GOAL: Reproduce the material between the lines holding "FIND: dark steel girder" and "column 1129, row 251", inclusive, with every "steel" changed to "iron" and everything else left as it is.

DATA FOR THIS EXERCISE:
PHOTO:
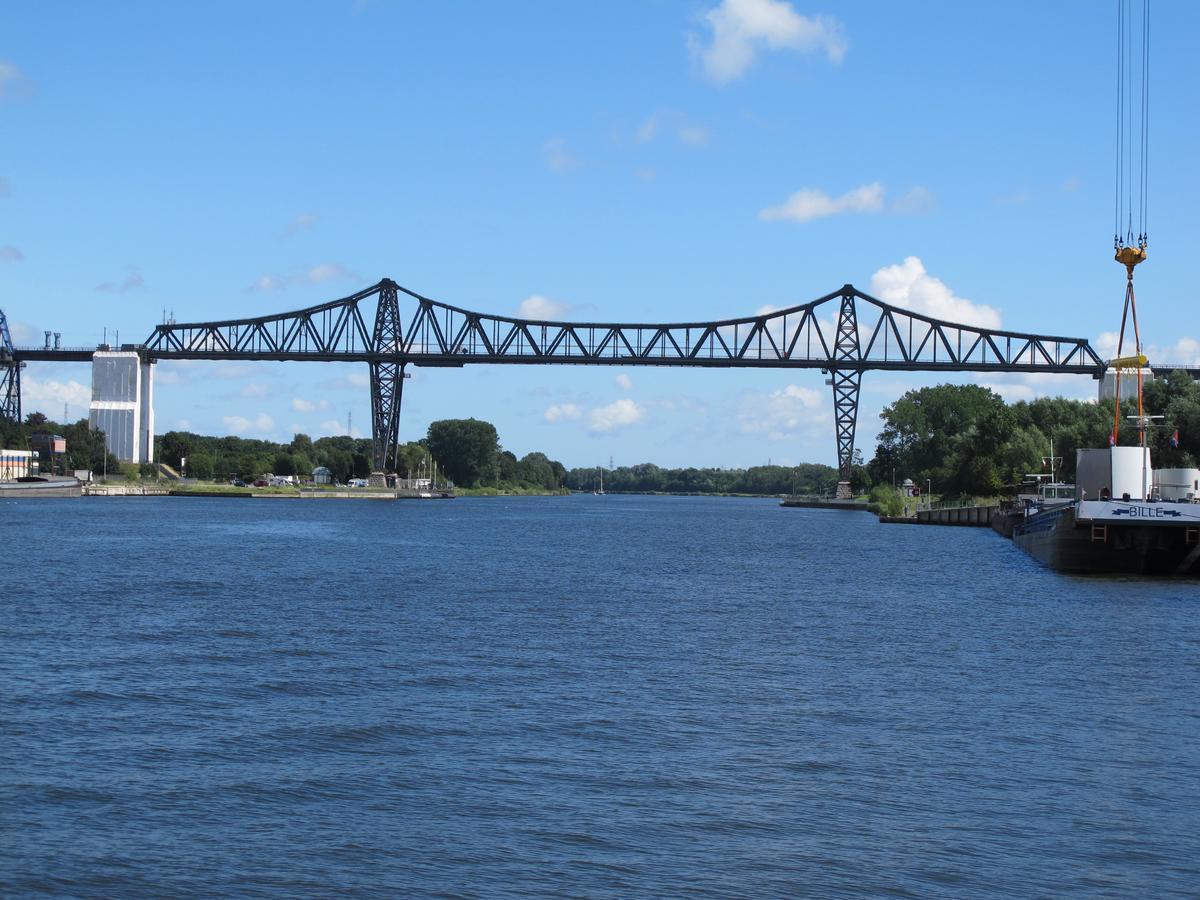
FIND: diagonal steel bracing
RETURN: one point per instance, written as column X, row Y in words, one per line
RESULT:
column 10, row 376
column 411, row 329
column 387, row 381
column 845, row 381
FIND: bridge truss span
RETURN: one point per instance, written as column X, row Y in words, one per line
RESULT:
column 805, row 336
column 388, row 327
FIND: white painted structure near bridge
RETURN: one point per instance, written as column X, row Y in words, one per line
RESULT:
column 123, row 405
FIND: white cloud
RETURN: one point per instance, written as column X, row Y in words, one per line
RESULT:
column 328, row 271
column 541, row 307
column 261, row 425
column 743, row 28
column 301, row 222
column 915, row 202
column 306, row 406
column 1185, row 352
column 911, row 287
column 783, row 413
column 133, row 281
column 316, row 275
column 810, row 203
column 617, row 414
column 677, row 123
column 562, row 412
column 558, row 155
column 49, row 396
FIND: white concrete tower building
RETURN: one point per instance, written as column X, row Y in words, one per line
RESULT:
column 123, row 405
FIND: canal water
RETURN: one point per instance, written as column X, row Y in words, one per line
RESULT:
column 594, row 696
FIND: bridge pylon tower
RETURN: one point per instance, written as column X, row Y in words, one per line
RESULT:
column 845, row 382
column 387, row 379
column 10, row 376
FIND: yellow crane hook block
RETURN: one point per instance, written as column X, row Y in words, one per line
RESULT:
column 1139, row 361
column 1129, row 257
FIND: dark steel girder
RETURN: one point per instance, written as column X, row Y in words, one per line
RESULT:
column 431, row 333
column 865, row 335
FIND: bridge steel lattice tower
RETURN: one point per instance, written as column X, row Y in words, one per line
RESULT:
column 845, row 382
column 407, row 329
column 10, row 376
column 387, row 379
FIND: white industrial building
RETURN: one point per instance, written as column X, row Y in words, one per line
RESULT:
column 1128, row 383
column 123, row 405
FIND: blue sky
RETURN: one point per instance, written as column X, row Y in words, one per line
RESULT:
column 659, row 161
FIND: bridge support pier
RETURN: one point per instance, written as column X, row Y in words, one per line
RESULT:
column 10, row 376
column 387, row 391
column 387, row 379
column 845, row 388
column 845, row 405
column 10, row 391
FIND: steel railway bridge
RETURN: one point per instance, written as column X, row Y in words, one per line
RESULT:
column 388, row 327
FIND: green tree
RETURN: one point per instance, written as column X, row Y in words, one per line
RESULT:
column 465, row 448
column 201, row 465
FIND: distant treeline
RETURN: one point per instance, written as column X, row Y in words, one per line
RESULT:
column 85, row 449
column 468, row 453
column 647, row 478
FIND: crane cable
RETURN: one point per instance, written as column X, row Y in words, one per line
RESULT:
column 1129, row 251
---
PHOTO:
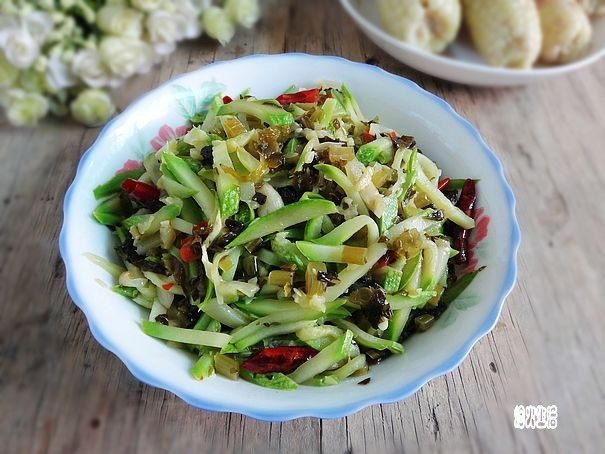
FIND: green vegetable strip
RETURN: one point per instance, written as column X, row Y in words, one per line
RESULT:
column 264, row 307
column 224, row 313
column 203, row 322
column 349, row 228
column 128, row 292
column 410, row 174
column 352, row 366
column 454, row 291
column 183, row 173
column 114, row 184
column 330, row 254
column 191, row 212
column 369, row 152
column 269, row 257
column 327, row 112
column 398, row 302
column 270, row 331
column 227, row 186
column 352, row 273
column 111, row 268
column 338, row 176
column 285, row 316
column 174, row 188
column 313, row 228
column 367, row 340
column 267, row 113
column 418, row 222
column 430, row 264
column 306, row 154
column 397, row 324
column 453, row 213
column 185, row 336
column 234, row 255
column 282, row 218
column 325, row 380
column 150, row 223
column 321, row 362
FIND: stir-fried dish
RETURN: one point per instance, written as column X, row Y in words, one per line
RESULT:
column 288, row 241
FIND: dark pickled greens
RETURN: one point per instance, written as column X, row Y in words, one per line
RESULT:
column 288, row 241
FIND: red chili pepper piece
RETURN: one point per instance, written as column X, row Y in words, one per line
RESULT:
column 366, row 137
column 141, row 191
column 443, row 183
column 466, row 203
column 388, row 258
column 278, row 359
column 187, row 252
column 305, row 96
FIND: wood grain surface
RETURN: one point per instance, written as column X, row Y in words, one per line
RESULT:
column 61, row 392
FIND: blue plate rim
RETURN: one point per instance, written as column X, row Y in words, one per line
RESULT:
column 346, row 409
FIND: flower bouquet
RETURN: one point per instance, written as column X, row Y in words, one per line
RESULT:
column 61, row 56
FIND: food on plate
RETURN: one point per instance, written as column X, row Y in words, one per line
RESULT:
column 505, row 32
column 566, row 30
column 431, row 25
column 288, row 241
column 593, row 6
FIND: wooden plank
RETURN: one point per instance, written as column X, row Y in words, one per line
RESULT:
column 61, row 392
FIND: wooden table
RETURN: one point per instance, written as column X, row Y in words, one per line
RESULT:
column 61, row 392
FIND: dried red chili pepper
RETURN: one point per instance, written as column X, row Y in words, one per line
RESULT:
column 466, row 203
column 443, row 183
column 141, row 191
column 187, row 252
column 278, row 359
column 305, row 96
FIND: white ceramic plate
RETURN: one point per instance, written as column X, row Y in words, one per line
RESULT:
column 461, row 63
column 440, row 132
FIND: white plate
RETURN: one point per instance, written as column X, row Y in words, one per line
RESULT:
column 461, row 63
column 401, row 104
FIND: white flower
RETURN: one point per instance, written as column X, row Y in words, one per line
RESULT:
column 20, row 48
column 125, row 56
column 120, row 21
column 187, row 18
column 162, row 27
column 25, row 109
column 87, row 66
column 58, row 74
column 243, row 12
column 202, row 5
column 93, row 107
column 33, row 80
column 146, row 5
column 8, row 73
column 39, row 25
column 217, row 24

WRITTEN SOLUTION:
FIND: dark iron girder
RETURN: one point per instance, written as column X, row Y in words, one per line
RESULT:
column 431, row 333
column 865, row 335
FIND: bridge iron lattice tower
RETURN: one point per instance, written as column X, row Y in words, one per line
RESULT:
column 845, row 382
column 407, row 329
column 10, row 376
column 387, row 379
FIND: white industrial building
RETURN: one point per instance, written as column X, row Y in words, one per line
RESULT:
column 1128, row 383
column 123, row 405
FIND: blue sky
RETURN: one point per instance, written as column X, row Y in words, one per line
RESULT:
column 659, row 161
FIND: bridge support pier
RETURN: one point per instance, written as column X, row Y in words, one per line
RESULT:
column 10, row 376
column 387, row 391
column 387, row 379
column 845, row 388
column 845, row 405
column 10, row 391
FIND: iron railway bridge
RETURN: one point per instance, written as column X, row Y in words, one per line
RESULT:
column 388, row 327
FIND: green tree
RETURN: one point per instance, written as column X, row Y in words, one per line
RESULT:
column 465, row 448
column 201, row 465
FIND: distant treeline
RETURN: one point per instance, written as column X, row Y in words, one per line
RESULT:
column 85, row 449
column 468, row 453
column 647, row 478
FIND: crane cable
RETURN: one point per instance, written as column X, row Y in words, one per line
RESULT:
column 1129, row 251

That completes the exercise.